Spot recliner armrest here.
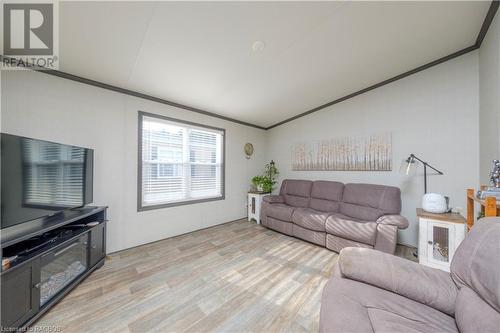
[377,215,408,229]
[339,247,458,316]
[262,195,285,203]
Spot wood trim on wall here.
[0,0,500,130]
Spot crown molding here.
[0,0,500,130]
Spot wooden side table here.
[417,208,467,272]
[247,191,271,224]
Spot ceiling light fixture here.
[252,40,266,52]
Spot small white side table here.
[417,208,467,272]
[247,191,271,224]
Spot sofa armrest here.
[377,215,408,229]
[339,247,457,316]
[262,195,285,203]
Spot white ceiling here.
[59,1,490,127]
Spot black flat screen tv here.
[0,133,94,229]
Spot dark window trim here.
[137,111,226,212]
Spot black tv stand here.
[0,207,107,331]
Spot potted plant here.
[252,176,264,192]
[252,161,279,193]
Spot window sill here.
[137,195,226,212]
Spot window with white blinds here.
[138,112,224,210]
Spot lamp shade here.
[399,155,419,176]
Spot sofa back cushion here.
[340,184,401,221]
[450,217,500,312]
[280,179,312,207]
[309,180,344,213]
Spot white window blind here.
[139,115,224,208]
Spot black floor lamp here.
[401,154,444,193]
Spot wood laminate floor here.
[35,220,411,333]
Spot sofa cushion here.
[266,204,295,222]
[292,208,329,232]
[292,224,326,246]
[455,287,500,333]
[266,217,293,236]
[280,179,312,207]
[320,278,458,333]
[339,247,458,316]
[309,180,344,212]
[326,234,373,253]
[325,213,377,245]
[450,217,500,312]
[340,184,401,221]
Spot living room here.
[0,1,500,332]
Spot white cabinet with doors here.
[417,209,467,272]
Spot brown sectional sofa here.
[261,179,408,254]
[320,217,500,333]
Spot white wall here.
[1,71,266,252]
[479,13,500,184]
[267,51,479,245]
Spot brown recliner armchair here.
[320,218,500,333]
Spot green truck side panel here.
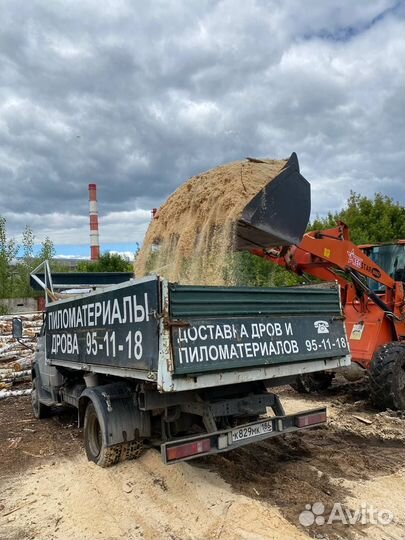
[169,284,341,319]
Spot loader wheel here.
[291,371,335,394]
[84,403,122,467]
[369,341,405,411]
[31,378,50,420]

******************************

任务要求: 更新上面的全部行，把“side table”替换为“end table”，其余内容一律不变。输出时不要包含图片。

完成结果:
Spot recliner armrest here.
[377,215,408,229]
[339,247,458,316]
[262,195,285,203]
Spot wood trim on wall here.
[0,0,500,130]
Spot crown molding here.
[0,0,500,130]
Spot wooden end table here.
[417,208,467,272]
[247,191,271,224]
Spot ceiling light fixture here.
[252,40,266,52]
Spot small white end table here.
[417,208,467,272]
[247,191,271,224]
Spot sofa armrest here.
[377,215,408,229]
[339,247,457,316]
[262,195,285,203]
Spot white ceiling here.
[59,1,490,127]
Spot black flat screen tv here.
[0,133,94,229]
Spot dark window trim here.
[137,111,226,212]
Spot black tv stand here.
[0,207,107,331]
Spot potted plant here.
[252,176,264,192]
[252,161,279,193]
Spot window sill here.
[137,195,226,212]
Spot window with white blinds here.
[138,112,224,210]
Spot lamp shade here.
[399,155,419,176]
Spot sofa back cushion here.
[340,184,401,221]
[450,217,500,312]
[280,179,312,207]
[309,180,344,213]
Spot white window blind here.
[139,115,224,208]
Spot black floor lamp here.
[401,154,444,193]
Spot wood laminate floor here.
[35,220,411,333]
Spot sofa cushion here.
[266,204,295,222]
[292,208,329,232]
[292,224,326,246]
[455,287,500,333]
[266,217,293,236]
[280,179,312,207]
[320,278,458,333]
[339,247,458,316]
[309,180,344,212]
[326,234,373,253]
[325,213,377,245]
[450,217,500,312]
[340,184,401,221]
Spot living room here.
[0,1,500,332]
Spot white cabinet with doors here.
[417,209,467,272]
Spot brown sectional sofa here.
[261,179,408,254]
[320,217,500,333]
Spot white wall here.
[1,71,266,252]
[479,13,500,184]
[267,51,479,245]
Spot brown recliner armchair here.
[320,218,500,333]
Spot green truck side panel here.
[169,284,341,319]
Spot loader wheel here.
[291,371,335,394]
[84,403,122,467]
[369,341,405,411]
[31,378,50,420]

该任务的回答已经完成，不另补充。